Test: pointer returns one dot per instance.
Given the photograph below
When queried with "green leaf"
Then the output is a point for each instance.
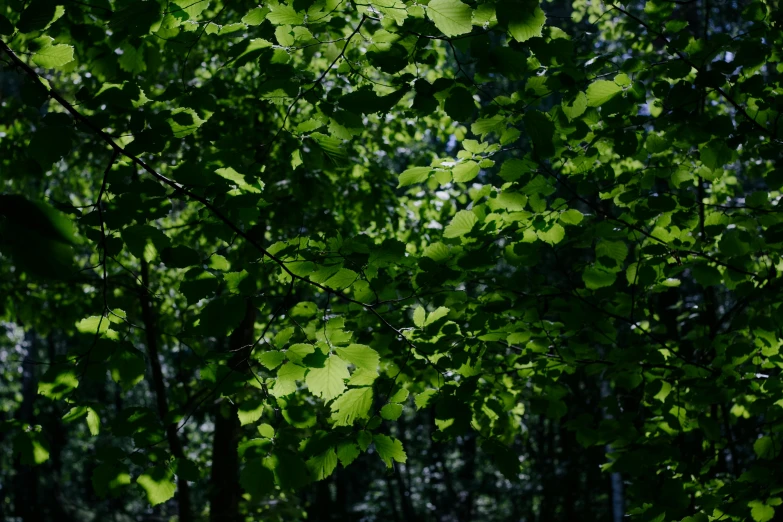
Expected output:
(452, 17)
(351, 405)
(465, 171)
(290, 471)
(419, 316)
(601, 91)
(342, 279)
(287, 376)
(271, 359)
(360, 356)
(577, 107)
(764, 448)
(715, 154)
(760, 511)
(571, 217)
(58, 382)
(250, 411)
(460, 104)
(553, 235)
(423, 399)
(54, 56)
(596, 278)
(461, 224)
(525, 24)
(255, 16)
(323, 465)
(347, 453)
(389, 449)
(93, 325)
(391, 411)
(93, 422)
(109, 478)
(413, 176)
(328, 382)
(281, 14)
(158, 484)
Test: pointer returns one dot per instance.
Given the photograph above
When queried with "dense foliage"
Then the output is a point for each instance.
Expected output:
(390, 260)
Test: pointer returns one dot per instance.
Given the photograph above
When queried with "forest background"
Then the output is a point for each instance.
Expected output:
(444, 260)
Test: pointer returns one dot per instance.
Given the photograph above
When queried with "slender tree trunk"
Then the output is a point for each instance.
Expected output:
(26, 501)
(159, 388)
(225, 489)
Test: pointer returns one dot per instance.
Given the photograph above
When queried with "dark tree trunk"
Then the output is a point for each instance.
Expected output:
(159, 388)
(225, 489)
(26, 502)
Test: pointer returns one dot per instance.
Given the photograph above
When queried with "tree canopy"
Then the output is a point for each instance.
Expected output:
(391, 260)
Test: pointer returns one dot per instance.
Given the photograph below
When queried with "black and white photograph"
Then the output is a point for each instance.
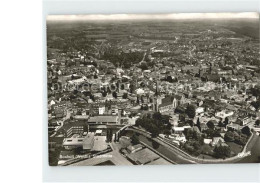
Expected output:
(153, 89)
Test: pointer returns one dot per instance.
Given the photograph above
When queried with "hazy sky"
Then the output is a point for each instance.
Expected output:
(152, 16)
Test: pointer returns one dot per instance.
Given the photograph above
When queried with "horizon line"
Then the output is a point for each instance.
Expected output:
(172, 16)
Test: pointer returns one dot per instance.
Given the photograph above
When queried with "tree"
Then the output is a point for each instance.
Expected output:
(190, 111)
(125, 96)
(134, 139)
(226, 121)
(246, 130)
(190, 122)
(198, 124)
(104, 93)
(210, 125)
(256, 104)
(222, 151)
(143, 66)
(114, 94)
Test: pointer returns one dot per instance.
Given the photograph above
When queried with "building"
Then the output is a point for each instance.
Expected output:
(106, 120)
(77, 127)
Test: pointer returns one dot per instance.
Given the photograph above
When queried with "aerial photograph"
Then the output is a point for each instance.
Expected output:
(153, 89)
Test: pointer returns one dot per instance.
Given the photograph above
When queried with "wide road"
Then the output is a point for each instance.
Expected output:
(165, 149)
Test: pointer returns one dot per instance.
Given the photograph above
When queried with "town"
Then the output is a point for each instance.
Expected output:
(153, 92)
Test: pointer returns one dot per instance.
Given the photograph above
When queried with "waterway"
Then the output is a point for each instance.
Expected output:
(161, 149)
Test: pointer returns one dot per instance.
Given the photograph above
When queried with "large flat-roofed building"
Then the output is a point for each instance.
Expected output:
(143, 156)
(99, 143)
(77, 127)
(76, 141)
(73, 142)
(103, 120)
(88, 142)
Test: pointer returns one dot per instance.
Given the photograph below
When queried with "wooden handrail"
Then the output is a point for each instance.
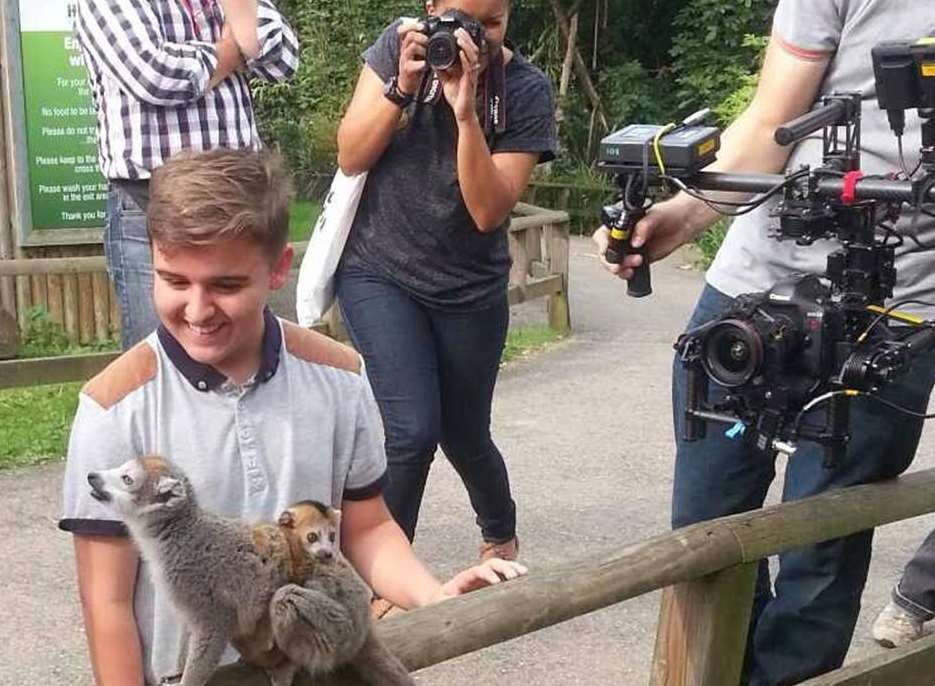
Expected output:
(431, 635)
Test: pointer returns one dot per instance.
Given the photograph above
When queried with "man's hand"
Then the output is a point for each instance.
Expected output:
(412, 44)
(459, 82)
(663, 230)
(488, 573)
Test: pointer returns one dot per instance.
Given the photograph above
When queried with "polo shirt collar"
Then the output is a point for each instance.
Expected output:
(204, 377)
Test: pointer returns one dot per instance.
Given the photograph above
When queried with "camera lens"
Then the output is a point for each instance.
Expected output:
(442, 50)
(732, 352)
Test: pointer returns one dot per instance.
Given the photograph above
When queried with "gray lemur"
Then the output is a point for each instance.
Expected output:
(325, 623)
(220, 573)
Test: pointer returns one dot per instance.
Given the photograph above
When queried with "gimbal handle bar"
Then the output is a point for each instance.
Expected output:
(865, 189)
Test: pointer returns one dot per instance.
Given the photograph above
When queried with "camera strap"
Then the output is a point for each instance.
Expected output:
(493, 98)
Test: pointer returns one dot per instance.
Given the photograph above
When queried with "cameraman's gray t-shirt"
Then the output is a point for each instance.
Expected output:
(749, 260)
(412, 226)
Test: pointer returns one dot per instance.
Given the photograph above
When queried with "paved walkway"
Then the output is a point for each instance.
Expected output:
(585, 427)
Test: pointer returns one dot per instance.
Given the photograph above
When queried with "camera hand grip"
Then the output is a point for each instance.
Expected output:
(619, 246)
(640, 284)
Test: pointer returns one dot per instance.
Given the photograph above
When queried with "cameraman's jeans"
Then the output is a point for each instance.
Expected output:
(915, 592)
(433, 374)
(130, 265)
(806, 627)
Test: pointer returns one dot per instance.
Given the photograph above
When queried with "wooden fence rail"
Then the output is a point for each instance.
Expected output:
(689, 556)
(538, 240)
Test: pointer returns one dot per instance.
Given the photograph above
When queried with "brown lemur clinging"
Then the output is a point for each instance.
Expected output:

### WORK TO BE COMPLETED
Retype every record above exactly as written, but leave out the pictures.

### PROBLEM SOLUTION
Test: pointer returns one dot per instance.
Given the photograph below
When queried with "green leaf"
Then the output is a point for each instance.
Expected output:
(452, 17)
(351, 405)
(465, 171)
(290, 471)
(419, 316)
(601, 91)
(342, 279)
(287, 376)
(271, 359)
(360, 356)
(577, 107)
(764, 448)
(715, 154)
(760, 511)
(571, 217)
(58, 382)
(250, 411)
(460, 104)
(553, 235)
(423, 399)
(54, 56)
(596, 278)
(461, 224)
(525, 24)
(255, 16)
(323, 465)
(347, 453)
(389, 449)
(93, 325)
(391, 411)
(93, 422)
(109, 478)
(413, 176)
(328, 382)
(281, 14)
(158, 484)
Test: pointer returns one dot per instance.
Given the photograph above
When queried with "dense foliage"
Then the output is a point for each instance.
Expected output:
(390, 260)
Test: pointer returns one dot per instance.
Given the photograph above
When queried with "forest background"
Then the output is a point for each instance.
Expected output:
(444, 260)
Test: pointer returns one dot per instance.
Given the photograph above
When queried with "slender tree trunk"
Then the output is a point for each instance.
Expected output:
(26, 501)
(159, 388)
(225, 489)
Test: pointer returns one dot per instance.
Given the photograph above
When queried with "dark tree trunk"
Then the output is a point for each instance.
Expected output:
(159, 388)
(225, 489)
(26, 502)
Test: pointer returns one dot per instance.
Given the photograph above
When queried with "tree canopy"
Then the output is a point for each instance.
Expected output:
(391, 260)
Test: pointer returns one dot per instance.
Given the photograph below
When queried with "black and white photograph"
Then the output is a point for each instance.
Expected output:
(153, 89)
Test: pointer returns one dot per instance.
Given the photograph above
When queried with "hazy sky"
Then the output is a point for each instance.
Expected output:
(152, 16)
Test: pointer returns one dot per instance.
Given the photograph above
When queried with "horizon line"
Then the output is a point for each instance.
Expected output:
(172, 16)
Test: pointer returns one dot per instance.
Given the photograph above
When queried with "tree"
Then the output is a point for each instance.
Expected output:
(190, 111)
(125, 96)
(134, 139)
(226, 121)
(246, 130)
(190, 122)
(198, 124)
(104, 93)
(210, 125)
(256, 104)
(222, 151)
(143, 66)
(114, 94)
Test: pointer returns one dot per instance.
Given the photograph above
When queried with "building"
Then the output is a point for each instance.
Expected output:
(106, 120)
(77, 127)
Test: pointer returns one dot per instance.
Given the photograph above
When queried with "aerial photograph"
Then the output is a point for each instance.
Expected output:
(153, 89)
Test: pointer returns one dot per instance.
Given the photograph above
When queried with "wide road"
Then the output is a point for each instance.
Expected output:
(165, 149)
Test: pointer returns one dot per instance.
Given the photograph above
When queried with "town"
Then the output is a point for each instance.
Expected output:
(153, 92)
Test: pointer returns one dot per instance.
Given the photograph above
When queried with "waterway"
Then the output is a point for each instance.
Expected output:
(161, 149)
Test: pointer returns one dot per instance.
Given the photograph above
When queried with "large flat-roofed building"
Then the output is a point for each instance.
Expected output:
(143, 156)
(99, 143)
(77, 127)
(76, 141)
(73, 142)
(103, 120)
(88, 142)
Test: pointer returns one dot per instance.
Given the photograph below
When queried with "wooden handrail"
Then the output is a point for each instance.
Expected output:
(431, 635)
Test: pointer returns one dot per instance.
Given the photograph above
When queried with "man's hand"
Then the output is a point for each instance.
Expected output:
(412, 44)
(459, 82)
(663, 230)
(488, 573)
Test: pointer returns one dot per instance.
Given the photograph above
When queried with "polo shirt collar"
Then the output is a point for each instance.
Expected output:
(204, 377)
Test: pointer returns one dot per instance.
Given the photograph above
When queried with "camera lens"
Then the output is a point for each instance.
Expected output:
(442, 50)
(732, 352)
Test: pointer returns one dot per instance.
Given the photograph above
When queried with "gray lemur"
Then the output is a point for each instance.
Expected output:
(325, 623)
(220, 573)
Test: pointer returns one dot per instance.
Given the photograph above
When queried with "gimbal handle bar"
Then the output is a point for each instance.
Expected output:
(865, 189)
Test: pointer returns one dot per instance.
Given the photograph above
When queried with "camera strap"
Then the output is a point for each instance.
Expected output:
(493, 98)
Test: pointer returns one dot per instance.
Given the photograph above
When queried with "cameraman's gray t-shirt"
Then the output is a point for each instance.
Expected output:
(749, 260)
(412, 226)
Test: pointer returns one dot per instance.
Given the photograph above
When queried with "paved walkway"
Then the output is a point for each instance.
Expected output:
(585, 427)
Test: pointer returns one dot per instance.
Given the photograph above
When queried with "camera hand grip"
Then the output is a point for each instance.
Expected output:
(619, 246)
(640, 284)
Test: pointer returns one dot per instance.
Given the photograph above
When queried with "cameraman's jeans"
Then the output is a point for each instance.
Expected output:
(915, 592)
(433, 374)
(130, 265)
(806, 627)
Test: pointer returns one dot per instance.
Given the photograph above
When queried with "wooden fence rail"
Then the output is a point for each instance.
Expected output:
(689, 556)
(538, 240)
Test: pointer returns one dot per instance.
Given the photograph above
When queried with "brown lemur clinging"
Then the output is a point for each instance.
Expected output:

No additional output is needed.